TEKSTFRAGMENT »
Via deze 'gedrags'taal praat een hond(achtige) met een soortgenoot/roedelgenoot en geeft hij aan wat zijn plaats is binnen de roedel. Deze 'taal' is geen overbodige luxe - zoals niets in de natuur een overbodige luxe is - want het spaart energie en individuen. Wanneer telkens weer bij ontmoetingen tussen roedelgenoten letterlijk uitgevochten zou moeten worden wie er de baas is, zou dit een hoop ellende en onrust geven, met bovendien een grote kans dat er tenslotte niemand meer over zou zijn om de baas over te spelen.

Vandaar de geritualiseerde gevechten in de vorm van dominantie en onderwerpingsgedrag. Wel is het zo, dat je plaats in de rangorde niet voor eeuwig vastligt. Er bestaat de mogelijkheid om op te schuiven op de rangorde-ladder = promotie maken.

ledere hond(achtige) zal dan ook zijn plaats maar net zo lang accepteren als nodig is. Ziet hij zijn kans schoon, dan zal hij opschuiven. Want, hoe hoger je komt, hoe plezieriger je leven is, maar je hebt er dan ook wel voor moeten knokken.

Een hond probeert ook steeds van de werkvloer op te schuiven richting directeurszetel via wat ellebogenwerk. Medezeggenschapsraden zijn er echter niet bij!

Baas = roedelleider

Vertalen we deze 'hondse' achtergrond naar zijn plaats in het menselijk gezin = roedel, dan zullen we ons moeten instellen op zijn hondse gedrag en dienovereenkomstig handelen. Dus:

Het gedrag van de mens ten opzichte van zijn hond dient dus vanaf het begin duidelijk te zijn. Zwart-wit; iets mag of iets mag niet.

Aangepast aan de leeftijd en het begripsvermogen van de hond stel je als mens je regels en hanteer je een belonings/bestraffingssysteem. Maar dan ook altijd en op dezelfde manier! Dit geeft een hond zekerheid, doordat het duidelijk is. In zo'n klimaat kan een hond zich ontwikkelen tot een vrije, plezierige huisgenoot, juist omdat hij zijn plaats kent.

Streng in de zin van consequent zijn, moet voor een hond en is niet zielig of gemeen. Maar . . . wees ook duidelijk in het aangeven, wanneer iets goed is. Het nee! verkopen gaat ons in het algemeen prima af, doch het ja verkopen, de beloning voor goed gedrag, blijft meestal in het embryonale stadium steken.

Probeer eens even hartgrondig 'boos' te zijn/spelen als 'blij' tegenover je hond. Wanneer je denkt je te moeten generen, oefen dit dan wanneer niemand thuis is of op een regenachtige dag in het plantsoen.

AANGELEVERDE ITEMS »

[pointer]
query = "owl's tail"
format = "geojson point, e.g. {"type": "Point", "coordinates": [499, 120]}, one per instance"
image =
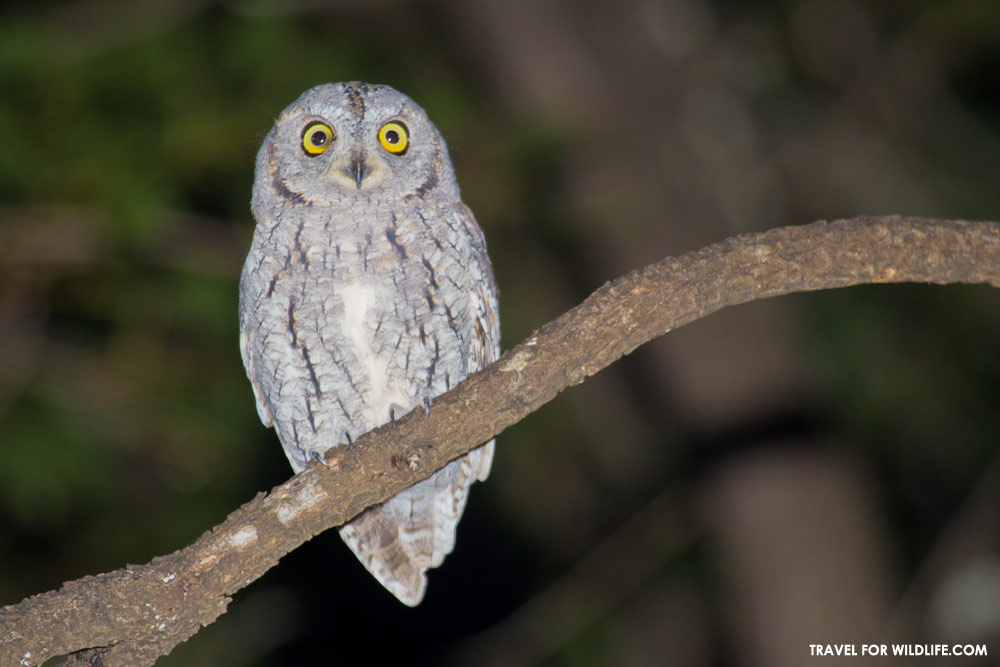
{"type": "Point", "coordinates": [399, 540]}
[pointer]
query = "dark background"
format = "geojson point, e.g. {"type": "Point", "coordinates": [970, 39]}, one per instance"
{"type": "Point", "coordinates": [813, 469]}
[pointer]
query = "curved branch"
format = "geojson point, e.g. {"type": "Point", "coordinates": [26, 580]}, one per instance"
{"type": "Point", "coordinates": [140, 612]}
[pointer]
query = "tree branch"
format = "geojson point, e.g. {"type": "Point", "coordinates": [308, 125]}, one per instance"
{"type": "Point", "coordinates": [140, 612]}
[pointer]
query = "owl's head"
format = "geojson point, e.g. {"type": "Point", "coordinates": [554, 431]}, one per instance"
{"type": "Point", "coordinates": [344, 141]}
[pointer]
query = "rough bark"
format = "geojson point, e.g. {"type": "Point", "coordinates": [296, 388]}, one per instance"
{"type": "Point", "coordinates": [135, 614]}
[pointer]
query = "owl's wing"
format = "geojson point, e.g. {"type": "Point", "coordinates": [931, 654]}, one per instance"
{"type": "Point", "coordinates": [414, 530]}
{"type": "Point", "coordinates": [263, 408]}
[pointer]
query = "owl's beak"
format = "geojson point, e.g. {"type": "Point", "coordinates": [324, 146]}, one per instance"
{"type": "Point", "coordinates": [357, 169]}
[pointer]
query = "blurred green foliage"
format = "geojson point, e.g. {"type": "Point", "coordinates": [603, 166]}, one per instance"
{"type": "Point", "coordinates": [128, 133]}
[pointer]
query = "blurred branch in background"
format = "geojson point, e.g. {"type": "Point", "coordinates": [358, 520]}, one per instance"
{"type": "Point", "coordinates": [134, 615]}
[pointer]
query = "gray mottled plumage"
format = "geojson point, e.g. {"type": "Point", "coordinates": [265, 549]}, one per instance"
{"type": "Point", "coordinates": [367, 291]}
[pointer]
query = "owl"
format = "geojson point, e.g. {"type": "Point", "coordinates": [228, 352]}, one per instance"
{"type": "Point", "coordinates": [367, 292]}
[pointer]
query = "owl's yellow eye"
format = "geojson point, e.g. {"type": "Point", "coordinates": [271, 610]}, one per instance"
{"type": "Point", "coordinates": [394, 137]}
{"type": "Point", "coordinates": [316, 138]}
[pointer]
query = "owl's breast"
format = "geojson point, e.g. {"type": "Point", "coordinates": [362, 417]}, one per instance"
{"type": "Point", "coordinates": [352, 324]}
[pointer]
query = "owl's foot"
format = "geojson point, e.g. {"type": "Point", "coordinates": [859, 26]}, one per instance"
{"type": "Point", "coordinates": [393, 409]}
{"type": "Point", "coordinates": [319, 458]}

UIT TE VOEREN »
1. Zet de alinea uit het tekstfragment die begint met "Aangepast aan de leeftijd" om in een beknopte opsomming en behoud daarbij de belangrijkste feiten.
2. Neem uit het tekstfragment letterlijk over, beginnend bij "Het gedrag van" en doorlopend tot en met "embryonale stadium steken.".

VOLLEDIGE ANTWOORDEN »
1.
- Stel als mens regels op en gebruik een systeem van belonen en bestraffen, afgestemd op de leeftijd en het begripsvermogen van de hond.
- Pas dit altijd en op dezelfde manier toe.
- Die duidelijkheid geeft de hond zekerheid.
- Zo kan de hond uitgroeien tot een vrije, plezierige huisgenoot, juist omdat hij zijn plaats kent.

2.
Het gedrag van de mens ten opzichte van zijn hond dient dus vanaf het begin duidelijk te zijn. Zwart-wit; iets mag of iets mag niet.

Aangepast aan de leeftijd en het begripsvermogen van de hond stel je als mens je regels en hanteer je een belonings/bestraffingssysteem. Maar dan ook altijd en op dezelfde manier! Dit geeft een hond zekerheid, doordat het duidelijk is. In zo'n klimaat kan een hond zich ontwikkelen tot een vrije, plezierige huisgenoot, juist omdat hij zijn plaats kent.

Streng in de zin van consequent zijn, moet voor een hond en is niet zielig of gemeen. Maar . . . wees ook duidelijk in het aangeven, wanneer iets goed is. Het nee! verkopen gaat ons in het algemeen prima af, doch het ja verkopen, de beloning voor goed gedrag, blijft meestal in het embryonale stadium steken.